*Quoted passage:*
•••••
This is an archived article that was published on sltrib.com in 2012, and information in the article may be outdated. It is provided only for personal research purposes and may not be reprinted.
Dear Carolyn • Here's something that bothers me to no end. I accept (reluctantly) that some people are just No Good. How do these mean, lying, no-good, manipulative thieves see themselves? Do they know they are bad or what they are doing is bad? Do they have an inner narrative that makes them/it good somehow? I'm not just being philosophical here. I have a very hard time believing the worst of people. I make excuses for them. Someone at work was writing crude messages on whiteboards and changing people's computer file names to (vulgar words), and I was too lenient with her. I rationalized it by thinking maybe she thought it was funny. If I could have believed she was a twisted person (which later turned out to be true), I would have taken harsher measures that might have stopped her from going to medical school. I actually shudder at the thought of her being a doctor one day.
Anonymous
Dear Anonymous • I think we all have internal PR shops that spin our stories to our advantage. Some won't really need that justification because their childhoods taught them dog-eat-dog ethics. Others are torn up by their failings, but can't let go of whatever pleasure jolt they get from misbehaving. And don't rule out the psychopaths. The numbers are squishy experts estimate 1 percent of the general population but assume you've encountered some. A psychopath can be charming and even seem normal, through imitation of normal behavior, but underneath the image is someone who feels neither empathy nor remorse. There's nothing to say they can't have office jobs, medical degrees, families, pool club memberships. No one wants to assume the worst of everyone. Instead, reduce your exposure to harmful people by being courteous, kind and reserved, and by training yourself out of believing anything about anyone until you have enough evidence to support a belief. Mary Ellen O'Toole's Dangerous Instincts has a lot to say on this. She was an FBI profiler for years. Worth a read.
•••••
*Extracted data:*
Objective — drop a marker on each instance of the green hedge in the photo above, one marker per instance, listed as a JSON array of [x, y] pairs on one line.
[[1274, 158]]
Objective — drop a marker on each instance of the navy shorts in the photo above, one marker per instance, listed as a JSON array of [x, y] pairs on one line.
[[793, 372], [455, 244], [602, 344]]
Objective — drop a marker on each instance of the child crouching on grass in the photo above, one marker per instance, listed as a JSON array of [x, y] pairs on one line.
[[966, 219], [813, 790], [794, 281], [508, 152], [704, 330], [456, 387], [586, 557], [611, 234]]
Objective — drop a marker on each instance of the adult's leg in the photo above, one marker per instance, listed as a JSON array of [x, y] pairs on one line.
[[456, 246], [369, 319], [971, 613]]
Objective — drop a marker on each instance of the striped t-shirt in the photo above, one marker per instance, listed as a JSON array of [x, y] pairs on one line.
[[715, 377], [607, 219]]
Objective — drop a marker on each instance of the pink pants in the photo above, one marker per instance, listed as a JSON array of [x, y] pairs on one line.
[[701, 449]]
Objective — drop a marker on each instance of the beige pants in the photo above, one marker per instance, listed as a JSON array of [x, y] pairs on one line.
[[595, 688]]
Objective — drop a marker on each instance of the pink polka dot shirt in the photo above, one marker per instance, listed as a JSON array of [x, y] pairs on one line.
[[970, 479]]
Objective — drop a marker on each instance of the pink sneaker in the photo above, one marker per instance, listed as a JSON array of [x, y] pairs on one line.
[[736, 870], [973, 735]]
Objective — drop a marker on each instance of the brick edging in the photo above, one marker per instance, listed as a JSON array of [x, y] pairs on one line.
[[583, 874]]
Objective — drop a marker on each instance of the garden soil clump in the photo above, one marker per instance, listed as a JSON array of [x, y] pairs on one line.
•••••
*What needs to be done:*
Decide whether each statement agrees with the advice column above. Answer yes or no for each and quote the words from the column that decide it.
1. The letter writer says a coworker wrote crude messages on whiteboards.
2. The reply says psychopaths cannot hold office jobs or earn medical degrees.
3. The reply suggests reading a book by a former FBI profiler.

*Answer to this task:*
1. Yes: "Someone at work was writing crude messages on whiteboards"
2. No: "There's nothing to say they can't have office jobs, medical degrees, families, pool club memberships."
3. Yes: "Mary Ellen O'Toole's Dangerous Instincts has a lot to say on this. She was an FBI profiler for years. Worth a read."